- _DOCUMENT EXTRACT_
The consolidated financial statements and related consolidated financial data presented herein have been prepared in accordance with GAAP and practices within the banking industry which require the measurement of financial condition and operating results in terms of historical dollars without considering the changes in the relative purchasing power of money over time due to inflation. As a financial institution, virtually all of our assets and liabilities are monetary in nature and interest rates have a more significant impact on our performance than the effects of general levels of inflation. A prolonged period of inflation could cause interest rates, wages, and other costs to increase and could adversely affect our results of operations unless mitigated by a corresponding increase in our revenues. However, we believe that the impact of inflation on our operations was not material for the three months ended March 31, 2019 and 2018.

Item 3.     Quantitative and Qualitative Disclosures About Market Risk

The principal objective of the Company’s interest rate risk management is to evaluate the interest rate risk included in balance sheet accounts, determine the level of risks appropriate given our business strategy, operating environment, capital and liquidity requirements, and performance objectives, and manage the risk consistent with our interest rate risk management policy. Through this management, we seek to reduce the vulnerability of our operations to changes in interest rates. The Board of Directors of the Company is responsible for reviewing our asset/liability policy and interest rate risk position. The Board of Directors reviews the interest rate risk position on a quarterly basis and, in connection with this review, evaluates the Company’s business activities and strategies, the effect of those strategies on the Company’s net interest margin and the effect that changes in interest rates will have on the loan portfolio. While continuous movement of interest rates is certain, the extent and timing of these movements is not always predictable. Any movement in interest rates has an effect on our profitability.  We face the risk that rising interest rates could cause the cost of   interest-bearing liabilities, such as deposits and borrowings, to rise faster than the yield on interest-earning assets, such as loans and investments. Our interest rate spread and interest rate margin also may be negatively impacted in a declining interest rate environment even though we generally borrow at short-term interest rates and lend at longer-term interest rates. This is because loans and other interest-earning assets may be prepaid and replaced with lower yielding assets before the supporting interest-bearing liabilities reprice downward. Our interest rate margin may also be negatively impacted in a flat or inverse-yield curve environment. Mortgage origination activity tends to increase when interest rates trend lower and decrease when interest rates rise.

- _STORED DATA_
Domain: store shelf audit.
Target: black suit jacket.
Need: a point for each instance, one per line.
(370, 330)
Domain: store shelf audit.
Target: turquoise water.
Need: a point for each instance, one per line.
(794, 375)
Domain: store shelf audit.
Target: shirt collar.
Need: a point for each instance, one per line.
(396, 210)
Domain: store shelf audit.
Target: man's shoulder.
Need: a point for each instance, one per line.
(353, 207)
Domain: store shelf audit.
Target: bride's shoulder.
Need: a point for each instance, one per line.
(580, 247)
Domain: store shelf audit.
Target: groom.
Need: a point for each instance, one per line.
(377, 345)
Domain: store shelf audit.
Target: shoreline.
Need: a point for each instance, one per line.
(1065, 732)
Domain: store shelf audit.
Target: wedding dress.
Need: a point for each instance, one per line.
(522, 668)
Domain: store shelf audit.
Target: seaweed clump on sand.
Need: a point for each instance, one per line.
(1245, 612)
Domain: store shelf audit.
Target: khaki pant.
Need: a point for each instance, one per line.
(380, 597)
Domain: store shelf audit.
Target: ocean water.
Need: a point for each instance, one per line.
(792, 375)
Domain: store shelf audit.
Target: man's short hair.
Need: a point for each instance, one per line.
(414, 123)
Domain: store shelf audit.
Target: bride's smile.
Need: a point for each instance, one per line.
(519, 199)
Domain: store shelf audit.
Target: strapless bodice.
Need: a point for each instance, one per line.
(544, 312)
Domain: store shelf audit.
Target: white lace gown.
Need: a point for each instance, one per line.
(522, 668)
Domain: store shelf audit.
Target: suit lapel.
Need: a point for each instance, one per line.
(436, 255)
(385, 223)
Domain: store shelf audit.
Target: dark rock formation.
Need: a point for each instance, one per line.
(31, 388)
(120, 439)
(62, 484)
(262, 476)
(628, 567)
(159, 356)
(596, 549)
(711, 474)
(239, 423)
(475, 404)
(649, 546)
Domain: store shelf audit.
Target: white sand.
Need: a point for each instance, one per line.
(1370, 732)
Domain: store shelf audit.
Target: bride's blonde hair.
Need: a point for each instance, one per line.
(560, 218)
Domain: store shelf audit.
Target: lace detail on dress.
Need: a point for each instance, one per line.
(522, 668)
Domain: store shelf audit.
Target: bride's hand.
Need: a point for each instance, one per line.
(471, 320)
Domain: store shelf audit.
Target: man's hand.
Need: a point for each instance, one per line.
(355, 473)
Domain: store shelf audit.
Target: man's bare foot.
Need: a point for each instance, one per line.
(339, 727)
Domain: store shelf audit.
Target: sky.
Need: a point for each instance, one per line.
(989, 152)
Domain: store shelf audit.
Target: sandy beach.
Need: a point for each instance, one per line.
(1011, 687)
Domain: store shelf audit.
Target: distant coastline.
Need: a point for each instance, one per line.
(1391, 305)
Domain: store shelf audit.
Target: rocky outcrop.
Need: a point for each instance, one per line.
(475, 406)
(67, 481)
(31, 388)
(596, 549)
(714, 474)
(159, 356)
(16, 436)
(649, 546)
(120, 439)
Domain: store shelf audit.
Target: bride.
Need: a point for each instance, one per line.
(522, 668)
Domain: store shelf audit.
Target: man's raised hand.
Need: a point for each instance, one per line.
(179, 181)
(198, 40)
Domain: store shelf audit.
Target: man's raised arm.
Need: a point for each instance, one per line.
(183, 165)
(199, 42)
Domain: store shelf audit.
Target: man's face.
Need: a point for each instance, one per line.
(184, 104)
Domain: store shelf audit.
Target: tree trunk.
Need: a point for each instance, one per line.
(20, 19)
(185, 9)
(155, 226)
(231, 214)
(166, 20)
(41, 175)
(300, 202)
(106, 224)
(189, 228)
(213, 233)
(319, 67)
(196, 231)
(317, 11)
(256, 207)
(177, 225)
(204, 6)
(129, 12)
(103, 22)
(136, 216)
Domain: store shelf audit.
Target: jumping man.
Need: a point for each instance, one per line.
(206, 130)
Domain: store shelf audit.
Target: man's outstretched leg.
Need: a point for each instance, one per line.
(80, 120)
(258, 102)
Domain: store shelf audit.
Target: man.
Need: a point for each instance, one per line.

- _GIVEN INSTRUCTION_
According to the financial report excerpt, what does the Board of Directors evaluate in connection with its quarterly review of the interest rate risk position? List every item. The rows have no connection to the financial report excerpt.

- _ANSWER TO THIS EXERCISE_
- The Company's business activities and strategies
- The effect of those strategies on the Company's net interest margin
- The effect that changes in interest rates will have on the loan portfolio